## WRITTEN INSTRUCTION
Show each line from the listing below that contains the string "costume", copying the whole line. The match is case-sensitive.

## MATERIAL FOR THIS EXERCISE

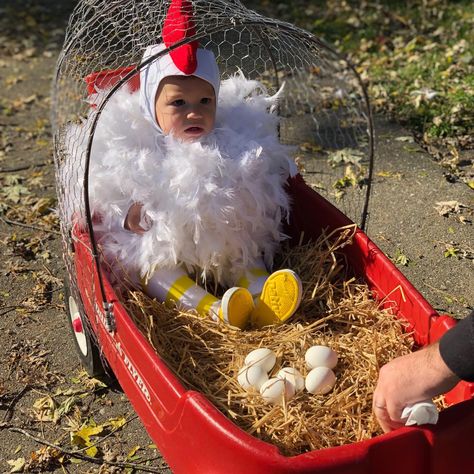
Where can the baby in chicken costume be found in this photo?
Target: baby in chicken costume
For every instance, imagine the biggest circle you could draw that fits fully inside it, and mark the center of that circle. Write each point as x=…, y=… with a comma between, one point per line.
x=196, y=177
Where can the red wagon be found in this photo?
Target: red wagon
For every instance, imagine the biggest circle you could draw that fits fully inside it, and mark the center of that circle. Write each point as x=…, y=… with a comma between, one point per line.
x=190, y=432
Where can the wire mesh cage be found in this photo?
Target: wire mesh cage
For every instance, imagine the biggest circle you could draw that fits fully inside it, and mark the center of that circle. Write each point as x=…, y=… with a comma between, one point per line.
x=324, y=108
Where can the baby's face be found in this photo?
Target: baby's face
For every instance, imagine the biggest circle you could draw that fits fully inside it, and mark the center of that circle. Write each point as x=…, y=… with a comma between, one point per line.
x=186, y=107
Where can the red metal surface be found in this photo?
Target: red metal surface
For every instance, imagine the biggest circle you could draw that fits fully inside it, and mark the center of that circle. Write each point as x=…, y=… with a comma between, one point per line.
x=194, y=437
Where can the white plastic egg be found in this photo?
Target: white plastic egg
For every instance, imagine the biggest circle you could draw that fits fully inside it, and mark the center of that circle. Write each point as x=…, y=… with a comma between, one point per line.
x=320, y=356
x=292, y=376
x=320, y=380
x=252, y=376
x=273, y=390
x=263, y=357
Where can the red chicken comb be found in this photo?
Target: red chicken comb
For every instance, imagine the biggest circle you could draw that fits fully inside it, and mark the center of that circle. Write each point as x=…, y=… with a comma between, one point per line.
x=178, y=26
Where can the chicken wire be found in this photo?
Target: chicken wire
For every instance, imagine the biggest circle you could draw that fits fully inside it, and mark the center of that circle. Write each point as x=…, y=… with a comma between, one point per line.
x=324, y=109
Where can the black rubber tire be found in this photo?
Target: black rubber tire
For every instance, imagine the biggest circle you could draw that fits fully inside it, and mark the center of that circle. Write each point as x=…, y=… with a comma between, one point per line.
x=85, y=343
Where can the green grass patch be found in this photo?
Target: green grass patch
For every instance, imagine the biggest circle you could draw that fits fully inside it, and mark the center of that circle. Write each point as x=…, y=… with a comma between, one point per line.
x=418, y=56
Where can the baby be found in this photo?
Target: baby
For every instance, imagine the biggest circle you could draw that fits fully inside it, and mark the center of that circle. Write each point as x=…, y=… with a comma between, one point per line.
x=182, y=105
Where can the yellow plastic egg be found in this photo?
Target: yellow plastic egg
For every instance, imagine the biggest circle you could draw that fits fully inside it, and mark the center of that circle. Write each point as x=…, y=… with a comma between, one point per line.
x=320, y=380
x=263, y=356
x=273, y=390
x=252, y=376
x=320, y=356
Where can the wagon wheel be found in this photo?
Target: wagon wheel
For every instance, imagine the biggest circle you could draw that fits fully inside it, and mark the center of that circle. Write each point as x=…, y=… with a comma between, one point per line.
x=85, y=343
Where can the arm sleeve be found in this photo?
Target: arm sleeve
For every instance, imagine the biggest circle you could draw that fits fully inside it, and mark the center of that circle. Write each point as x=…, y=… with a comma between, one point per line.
x=457, y=348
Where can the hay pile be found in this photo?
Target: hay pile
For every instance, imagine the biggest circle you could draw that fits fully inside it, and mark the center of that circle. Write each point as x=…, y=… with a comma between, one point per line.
x=336, y=311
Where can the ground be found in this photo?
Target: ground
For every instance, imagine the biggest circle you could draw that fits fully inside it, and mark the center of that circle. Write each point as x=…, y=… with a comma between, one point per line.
x=44, y=392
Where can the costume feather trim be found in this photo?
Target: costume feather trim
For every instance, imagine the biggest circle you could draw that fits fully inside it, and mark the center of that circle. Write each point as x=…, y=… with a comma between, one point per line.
x=215, y=206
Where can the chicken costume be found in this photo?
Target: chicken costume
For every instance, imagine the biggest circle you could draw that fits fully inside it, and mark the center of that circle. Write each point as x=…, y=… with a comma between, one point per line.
x=211, y=207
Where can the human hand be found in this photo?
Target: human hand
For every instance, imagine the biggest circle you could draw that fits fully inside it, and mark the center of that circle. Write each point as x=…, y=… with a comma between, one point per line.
x=409, y=379
x=133, y=220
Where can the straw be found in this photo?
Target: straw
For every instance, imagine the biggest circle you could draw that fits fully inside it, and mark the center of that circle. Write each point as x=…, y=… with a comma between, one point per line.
x=337, y=310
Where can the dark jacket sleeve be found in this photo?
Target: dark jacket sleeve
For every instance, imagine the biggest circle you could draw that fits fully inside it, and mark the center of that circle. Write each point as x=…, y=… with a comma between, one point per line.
x=457, y=348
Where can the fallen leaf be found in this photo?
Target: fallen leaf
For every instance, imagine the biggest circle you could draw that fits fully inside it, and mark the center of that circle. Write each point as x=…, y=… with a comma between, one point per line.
x=17, y=464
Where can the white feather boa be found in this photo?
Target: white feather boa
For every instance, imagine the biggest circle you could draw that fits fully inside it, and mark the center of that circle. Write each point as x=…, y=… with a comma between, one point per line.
x=215, y=206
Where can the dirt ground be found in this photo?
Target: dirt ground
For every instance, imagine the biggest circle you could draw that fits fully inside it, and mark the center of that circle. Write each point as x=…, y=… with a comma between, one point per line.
x=44, y=392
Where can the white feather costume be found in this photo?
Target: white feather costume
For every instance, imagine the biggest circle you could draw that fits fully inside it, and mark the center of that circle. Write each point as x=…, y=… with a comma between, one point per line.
x=215, y=206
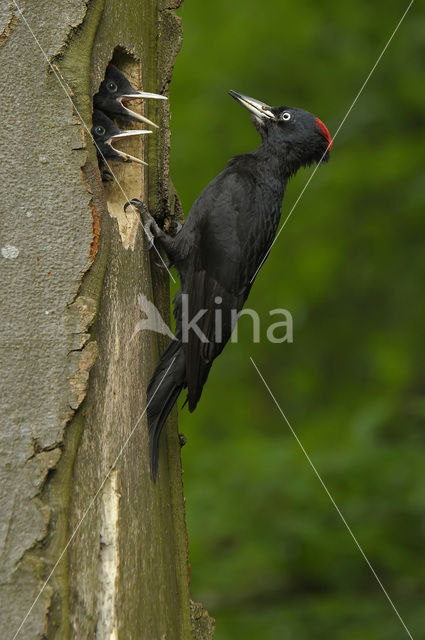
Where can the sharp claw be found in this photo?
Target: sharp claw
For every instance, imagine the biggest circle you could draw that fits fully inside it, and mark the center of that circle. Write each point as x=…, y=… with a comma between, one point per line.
x=164, y=265
x=135, y=202
x=150, y=239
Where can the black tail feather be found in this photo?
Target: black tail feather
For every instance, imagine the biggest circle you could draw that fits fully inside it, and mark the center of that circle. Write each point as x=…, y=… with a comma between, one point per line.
x=163, y=390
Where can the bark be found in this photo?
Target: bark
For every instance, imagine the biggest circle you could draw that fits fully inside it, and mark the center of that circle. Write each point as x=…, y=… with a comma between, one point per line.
x=74, y=374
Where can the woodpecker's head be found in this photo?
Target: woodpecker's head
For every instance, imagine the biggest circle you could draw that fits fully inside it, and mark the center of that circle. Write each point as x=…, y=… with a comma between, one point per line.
x=114, y=93
x=301, y=136
x=105, y=133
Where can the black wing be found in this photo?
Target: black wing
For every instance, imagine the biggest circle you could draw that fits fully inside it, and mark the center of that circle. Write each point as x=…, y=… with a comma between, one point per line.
x=229, y=237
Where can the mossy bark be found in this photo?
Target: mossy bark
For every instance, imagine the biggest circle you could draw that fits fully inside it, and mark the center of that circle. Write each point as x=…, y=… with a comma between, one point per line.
x=74, y=372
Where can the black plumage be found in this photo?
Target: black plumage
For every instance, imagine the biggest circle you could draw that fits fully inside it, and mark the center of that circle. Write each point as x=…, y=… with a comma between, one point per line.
x=220, y=247
x=114, y=93
x=105, y=133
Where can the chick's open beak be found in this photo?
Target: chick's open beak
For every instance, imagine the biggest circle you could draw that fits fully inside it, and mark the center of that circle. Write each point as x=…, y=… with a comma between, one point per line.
x=139, y=95
x=127, y=134
x=256, y=107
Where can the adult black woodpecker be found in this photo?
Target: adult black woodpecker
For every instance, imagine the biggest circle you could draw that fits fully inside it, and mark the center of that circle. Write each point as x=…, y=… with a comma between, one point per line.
x=114, y=93
x=221, y=246
x=105, y=132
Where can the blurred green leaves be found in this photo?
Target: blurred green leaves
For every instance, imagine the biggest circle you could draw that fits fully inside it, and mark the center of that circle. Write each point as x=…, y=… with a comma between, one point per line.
x=270, y=557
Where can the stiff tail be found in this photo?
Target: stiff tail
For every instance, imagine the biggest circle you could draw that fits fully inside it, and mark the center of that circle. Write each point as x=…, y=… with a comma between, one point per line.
x=167, y=381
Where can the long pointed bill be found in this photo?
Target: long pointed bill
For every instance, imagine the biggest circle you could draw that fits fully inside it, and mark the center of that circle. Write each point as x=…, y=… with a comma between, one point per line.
x=255, y=106
x=139, y=95
x=127, y=134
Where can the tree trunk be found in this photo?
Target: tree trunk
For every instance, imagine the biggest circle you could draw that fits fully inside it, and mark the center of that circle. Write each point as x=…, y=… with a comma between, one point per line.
x=90, y=547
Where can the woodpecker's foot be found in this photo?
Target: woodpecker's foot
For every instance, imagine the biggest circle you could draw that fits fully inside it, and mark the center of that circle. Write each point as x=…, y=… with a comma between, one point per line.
x=175, y=227
x=150, y=227
x=107, y=176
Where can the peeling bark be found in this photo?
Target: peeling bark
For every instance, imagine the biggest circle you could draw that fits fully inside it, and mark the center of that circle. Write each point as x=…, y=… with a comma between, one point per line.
x=74, y=371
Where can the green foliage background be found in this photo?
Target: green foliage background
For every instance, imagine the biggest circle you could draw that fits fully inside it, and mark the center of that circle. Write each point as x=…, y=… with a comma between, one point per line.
x=271, y=558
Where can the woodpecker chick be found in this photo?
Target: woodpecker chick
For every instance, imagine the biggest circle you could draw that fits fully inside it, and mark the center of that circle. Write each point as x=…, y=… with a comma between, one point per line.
x=114, y=93
x=105, y=133
x=221, y=247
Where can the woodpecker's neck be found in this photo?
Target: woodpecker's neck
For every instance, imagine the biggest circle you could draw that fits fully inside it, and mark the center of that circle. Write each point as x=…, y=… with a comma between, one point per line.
x=283, y=160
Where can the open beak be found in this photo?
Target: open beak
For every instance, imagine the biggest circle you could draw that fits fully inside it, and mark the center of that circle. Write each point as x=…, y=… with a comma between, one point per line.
x=255, y=106
x=127, y=134
x=139, y=95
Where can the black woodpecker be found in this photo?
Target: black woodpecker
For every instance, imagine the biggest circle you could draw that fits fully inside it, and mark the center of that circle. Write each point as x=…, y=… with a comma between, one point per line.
x=114, y=93
x=105, y=132
x=221, y=246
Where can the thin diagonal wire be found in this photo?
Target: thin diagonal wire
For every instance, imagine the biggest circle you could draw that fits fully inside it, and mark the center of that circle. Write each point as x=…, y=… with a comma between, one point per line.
x=347, y=526
x=59, y=79
x=91, y=503
x=335, y=135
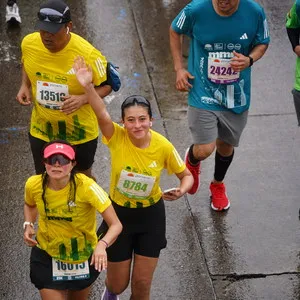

## THE REPLY
Where can the baby in chicken costume be found in this photo?
Target: baby in chicken costume
Where can the costume feather trim be found in this photo?
Target: costume feather trim
Where can the chicken costume be found in this photo?
Target: chicken costume
Where can the white feather costume be found in this photo?
Target: white feather costume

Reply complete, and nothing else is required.